文章基本信息

标题：Opening the Vault - information exchange - Technology Information
作者：Peter Fischer
期刊名称：Software Magazine
出版年度：2000
卷号：April 2000
出版社：Rockport Custom Publishing, LLC

Opening the Vault - information exchange - Technology Information

Peter Fischer

Integration and XML provide the keys, but there are many different approaches to information integration. The Challenge is to choose the best one for your needs.

The Internet has had a profound affect on the way we conduct business. The pervasivencss of the technology, as well as its availability and commodity pricing, have positioned the Web as the de facto mechanism to establish trading relationships. To establish these new relationships with customers and suppliers, however, companies have to open up the information stored in their "information vaults." Information integration plus XML provide the keys.

Information integration environments provide an "extend the business" capability while supporting a "keep the business" approach. This allows new applications, most importantly e-business systems, to be deployed and to evolve independently of existing business processing systems. By extending the business, enterprises can establish new relationships throughout the supply chain, while retaining existing ones.

Information integration has always been a challenge. Recent developments in the Enterprise Application Integration (EAI) space and the rise of XML have renewed interest in this area.

An organization typically has multiple sources of information in disparate databases and processing systems. Information is exchanged using a variety of proprietary approaches, such as database extracts, file transfers, and batch updates. Businesses are required to support numerous formats to enable information exchange, both internally as well as with partners. The result is "information spaghetti." (See figure, p. 25.) Internally, business applications establish point-to-point information connections, leading to situations where a single application has to render information in multiple formats. What a mess!!

Information integration controls this "information spaghetti" by "connecting the dots" to an integration information environment. Information integration focuses on collecting and collating data that resides on different data points in an informational network. These data points can represent data that resides in a variety of data storage devices, including RDBMS, flat files, ISAM, and even e-mail.

Solutions and Approaches

Today there are many ways to solve the information integration problem. Information integration can occur at different levels in the computing environment. At the Web server level, information is integrated using a component that extends the Web server processing environment.

Integration at the enterprise server level entails the creation of a separate environment that provides integrated information assets to a requester Note, however, that one of these requesters could be a Web server environment, so the line blurs a bit here. This is especially true when looking at current products in the marketplace.

As a company that specializes in information systems integration, Quantum Enterprise Solutions has coined a set of terms that functionally capture several of the approaches in use today. To put all these approaches in perspective, Quantum has developed the Information Integration [Model.sup.TM] (see figure, p. 28). This "stack" captures the relationship of the different approaches to information integration, along with enabling technologics. Using this stack, you can match your requirements to the appropriate products.

##############################

◆ Exercise description
Answer these questions about the article on information integration:
(a) What proprietary approaches does it list for exchanging information?
(b) Which data storage devices can the data points in an informational network represent?
(c) How is information integrated at the Web server level?

◆ Dataset records
##############################

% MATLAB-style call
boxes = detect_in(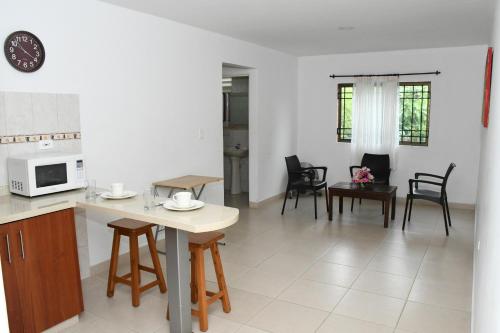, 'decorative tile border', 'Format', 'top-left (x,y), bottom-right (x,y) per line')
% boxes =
(0, 132), (82, 144)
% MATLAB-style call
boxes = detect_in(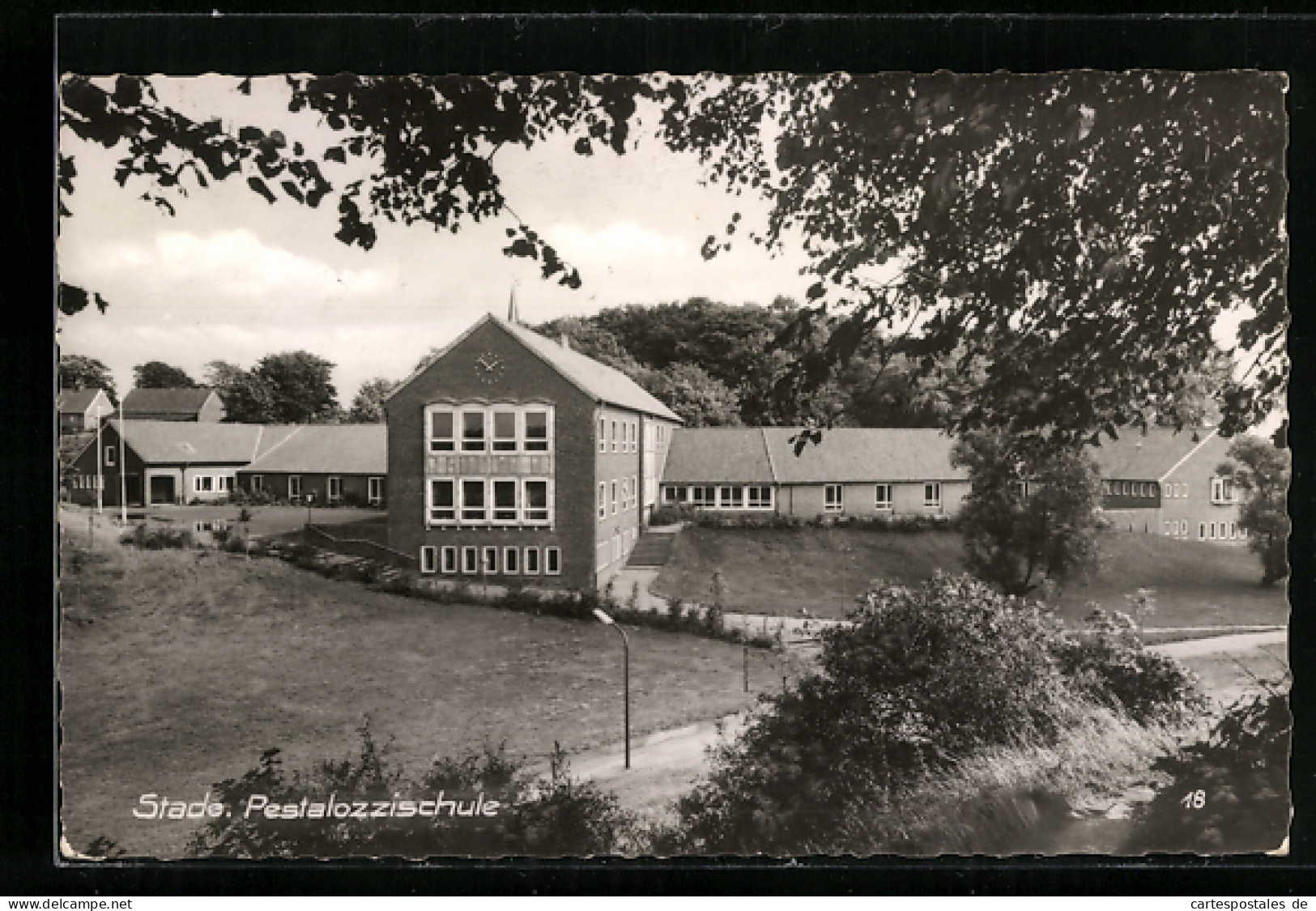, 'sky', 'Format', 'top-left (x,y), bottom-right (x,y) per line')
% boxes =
(57, 75), (1280, 429)
(58, 76), (809, 407)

##############################

◆ Right answer
(a) Database extracts, file transfers, and batch updates.
(b) RDBMS, flat files, ISAM, and even e-mail.
(c) It is integrated using a component that extends the Web server processing environment.